- [SOURCE TEXT]:
——

I Will
Iron doors clang open, and the steaming stench of hell blows back your hair, stings your nostrils, and loosens your bowels, but you have to move forward.
Shuffling along, single file order, while screaming human heads and flailing arms reach from iron cages stacked one, two, three, four, five stories tall on either side of the never-ending narrow hall, but you keep moving forward.
Howling, wailing, roaring men promise–rape, enslavement–they'll eat you alive and enjoy every minute, but you keep... moving... forward.
Where does your story begin?
I grew up in the shadows of the largest walled prison in the world.
'A city within a city,' Jackson was 5,742 angry, dangerous men housed in tiny cages and encircled by a massive 3-story concrete wall with 12 armed watchtowers spread across farmland enough to feed those hungry, dangerous men.
I don't know how or why a nine-year-old boy would've been aware of that fact.
But I was.
And it fascinated me.

——

- [STORED DATA]:
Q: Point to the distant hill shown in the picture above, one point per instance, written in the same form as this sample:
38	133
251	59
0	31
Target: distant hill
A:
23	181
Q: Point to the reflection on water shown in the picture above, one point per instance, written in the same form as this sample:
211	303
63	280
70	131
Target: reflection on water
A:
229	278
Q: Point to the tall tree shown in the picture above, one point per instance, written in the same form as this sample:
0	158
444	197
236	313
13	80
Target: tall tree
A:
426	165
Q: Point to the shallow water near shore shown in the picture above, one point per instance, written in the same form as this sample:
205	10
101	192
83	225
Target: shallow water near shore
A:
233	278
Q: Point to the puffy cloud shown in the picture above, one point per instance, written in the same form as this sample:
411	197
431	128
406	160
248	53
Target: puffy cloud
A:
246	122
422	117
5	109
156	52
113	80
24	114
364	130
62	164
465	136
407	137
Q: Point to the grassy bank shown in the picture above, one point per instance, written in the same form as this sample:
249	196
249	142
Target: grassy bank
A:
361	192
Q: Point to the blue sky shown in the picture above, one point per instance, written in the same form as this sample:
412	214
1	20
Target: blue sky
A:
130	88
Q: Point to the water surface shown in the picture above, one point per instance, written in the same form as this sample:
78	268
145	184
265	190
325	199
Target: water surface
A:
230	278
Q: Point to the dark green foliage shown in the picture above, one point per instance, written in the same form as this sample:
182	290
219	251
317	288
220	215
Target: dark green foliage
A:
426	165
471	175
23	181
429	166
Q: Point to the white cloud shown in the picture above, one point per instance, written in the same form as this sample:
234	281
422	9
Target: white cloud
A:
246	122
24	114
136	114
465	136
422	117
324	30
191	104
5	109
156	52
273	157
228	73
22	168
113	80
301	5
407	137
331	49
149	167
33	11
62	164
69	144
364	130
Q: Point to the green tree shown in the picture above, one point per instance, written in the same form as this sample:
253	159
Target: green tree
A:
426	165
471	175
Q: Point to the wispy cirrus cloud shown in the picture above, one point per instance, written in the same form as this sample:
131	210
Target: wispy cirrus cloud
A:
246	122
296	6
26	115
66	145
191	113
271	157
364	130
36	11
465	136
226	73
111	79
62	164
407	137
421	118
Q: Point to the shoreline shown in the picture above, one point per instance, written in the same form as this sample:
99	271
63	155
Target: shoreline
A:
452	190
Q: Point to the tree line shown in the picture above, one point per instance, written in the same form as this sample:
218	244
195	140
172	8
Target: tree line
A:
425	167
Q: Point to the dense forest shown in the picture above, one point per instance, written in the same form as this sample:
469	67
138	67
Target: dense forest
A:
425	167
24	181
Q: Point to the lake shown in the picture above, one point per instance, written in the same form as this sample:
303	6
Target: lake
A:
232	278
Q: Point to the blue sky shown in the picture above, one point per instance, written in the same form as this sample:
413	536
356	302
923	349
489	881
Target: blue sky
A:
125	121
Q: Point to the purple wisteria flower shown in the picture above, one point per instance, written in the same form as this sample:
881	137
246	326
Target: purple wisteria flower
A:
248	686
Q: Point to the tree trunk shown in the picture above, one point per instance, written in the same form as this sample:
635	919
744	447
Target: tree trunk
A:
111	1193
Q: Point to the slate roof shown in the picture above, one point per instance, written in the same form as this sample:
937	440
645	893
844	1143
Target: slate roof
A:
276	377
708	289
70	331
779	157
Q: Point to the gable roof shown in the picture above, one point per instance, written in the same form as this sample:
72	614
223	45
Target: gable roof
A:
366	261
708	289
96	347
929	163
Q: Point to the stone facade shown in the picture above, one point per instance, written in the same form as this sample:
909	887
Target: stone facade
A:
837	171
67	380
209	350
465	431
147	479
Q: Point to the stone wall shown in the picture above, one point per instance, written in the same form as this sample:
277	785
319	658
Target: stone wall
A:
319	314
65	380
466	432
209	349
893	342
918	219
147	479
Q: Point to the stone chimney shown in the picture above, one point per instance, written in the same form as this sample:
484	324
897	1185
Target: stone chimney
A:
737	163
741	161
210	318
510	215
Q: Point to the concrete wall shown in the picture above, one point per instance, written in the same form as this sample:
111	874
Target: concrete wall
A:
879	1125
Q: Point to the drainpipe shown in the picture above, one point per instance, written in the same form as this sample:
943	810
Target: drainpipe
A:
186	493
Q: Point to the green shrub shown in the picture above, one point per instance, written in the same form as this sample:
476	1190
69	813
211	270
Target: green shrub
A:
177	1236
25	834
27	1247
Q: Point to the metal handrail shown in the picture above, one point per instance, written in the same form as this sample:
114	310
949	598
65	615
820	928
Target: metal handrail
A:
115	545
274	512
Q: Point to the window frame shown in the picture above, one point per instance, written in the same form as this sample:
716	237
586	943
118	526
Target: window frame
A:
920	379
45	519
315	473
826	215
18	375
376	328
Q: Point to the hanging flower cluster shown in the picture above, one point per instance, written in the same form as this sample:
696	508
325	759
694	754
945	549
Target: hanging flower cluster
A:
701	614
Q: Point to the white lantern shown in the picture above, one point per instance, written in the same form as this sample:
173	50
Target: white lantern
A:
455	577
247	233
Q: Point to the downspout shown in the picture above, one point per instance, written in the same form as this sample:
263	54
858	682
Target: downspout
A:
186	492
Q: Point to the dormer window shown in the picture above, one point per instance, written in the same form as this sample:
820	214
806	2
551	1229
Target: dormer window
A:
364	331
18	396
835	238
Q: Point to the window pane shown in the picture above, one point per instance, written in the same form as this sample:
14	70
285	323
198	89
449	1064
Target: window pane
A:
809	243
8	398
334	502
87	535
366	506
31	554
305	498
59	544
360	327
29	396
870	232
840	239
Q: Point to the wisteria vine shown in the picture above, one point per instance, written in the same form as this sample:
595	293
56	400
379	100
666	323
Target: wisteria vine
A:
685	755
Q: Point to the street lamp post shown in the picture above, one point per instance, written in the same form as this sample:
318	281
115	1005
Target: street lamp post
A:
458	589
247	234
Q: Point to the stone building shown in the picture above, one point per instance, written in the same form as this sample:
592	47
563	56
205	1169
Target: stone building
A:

——

- [TASK LIST]:
(a) Answer these questions using the prison passage, each answer on its own line:
(i) How many men were housed at Jackson?
(ii) How many armed watchtowers stood along its concrete wall?
(iii) Up to how many stories high are the cages stacked in the opening scene?
(b) Extend the prison passage with a few paragraphs that pick up right after its last line, keeping its first-person voice.

- [ANSWERS TO THE EXERCISES]:
(a)
(i) 5,742
(ii) 12
(iii) Five

(b)
I was a good kid from a good family.
Dirty-blonde hair, brown eyes, white privileged, two parents, banker dad, stay-at-home mom, good grades, never got in trouble, the whole 9.
And I didn't hang with a bad crowd.
No one in my friend group was ever in detention, suspended from school, or picked up by the police.
And certainly, none of us were ever arrested.
We probably should've been. Many times over. But we were good kids. Really.
Still...I wondered about the dark side.
Wondered about life inside the Jackson State Penitentiary, in particular.
Just the name said it all, Jackson.
Everyone knew what the name stood for: the biggest, toughest, hardest, most dangerous place in the world.
And I wondered...
Was I tough enough? Could I do it? Could I survive Jackson if I had to?
How strange is that?
I never told anyone, of course. And it wasn't as though I had a plan, some grand scheme to become a hardened criminal when I grew up, to live a dangerous life, to become a convict.
Truth be told, I was a coward.
Still am.
A pitiful coward through and through.
A certified, yella-bellied, lily-livered coward, afraid of tough things and tough people and certainly not tough enough to make it in prison–least of all Jackson.
And that fascinated me even more.
"There must be something that happens," I thought.
"Some inner switch gets triggered in dangerous situations, and you become...Remarkable.
"Brave, bold, and fearless, no one dares cross you; if they do, they pay.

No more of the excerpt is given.